RECORDS SHOWN >>
╔══
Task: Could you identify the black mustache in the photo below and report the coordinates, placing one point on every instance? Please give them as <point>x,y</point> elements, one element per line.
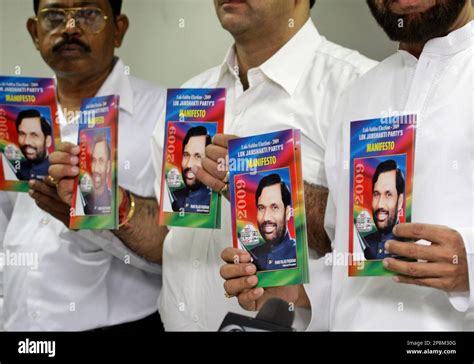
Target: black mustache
<point>71,41</point>
<point>23,148</point>
<point>269,223</point>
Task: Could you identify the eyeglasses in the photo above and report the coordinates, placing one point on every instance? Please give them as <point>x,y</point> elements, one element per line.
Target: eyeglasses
<point>90,20</point>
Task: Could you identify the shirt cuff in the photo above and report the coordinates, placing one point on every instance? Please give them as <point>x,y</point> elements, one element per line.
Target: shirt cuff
<point>319,292</point>
<point>107,241</point>
<point>463,301</point>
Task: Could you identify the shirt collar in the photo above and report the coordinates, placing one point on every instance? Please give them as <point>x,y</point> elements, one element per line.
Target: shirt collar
<point>286,66</point>
<point>455,42</point>
<point>118,83</point>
╚══
WHAT IS REQUIRED >>
Find the line that contains "Target: eyeglasses". Restate it and all lines after it exactly, ending with the final line of the data.

TASK RESPONSE >>
Target: eyeglasses
<point>90,20</point>
Task: Could you identify the shirt cuff in the photo above and report the coordinates, placing one point on every instance? Please give them as <point>x,y</point> elements, one element per line.
Target: shirt cuff
<point>319,292</point>
<point>107,241</point>
<point>463,301</point>
Task: Could you identify the shirt collar in the photo above and report the coordinates, placing one point on every instance? Please give them as <point>x,y</point> elements, one element per line.
Target: shirt collar
<point>286,66</point>
<point>455,42</point>
<point>118,83</point>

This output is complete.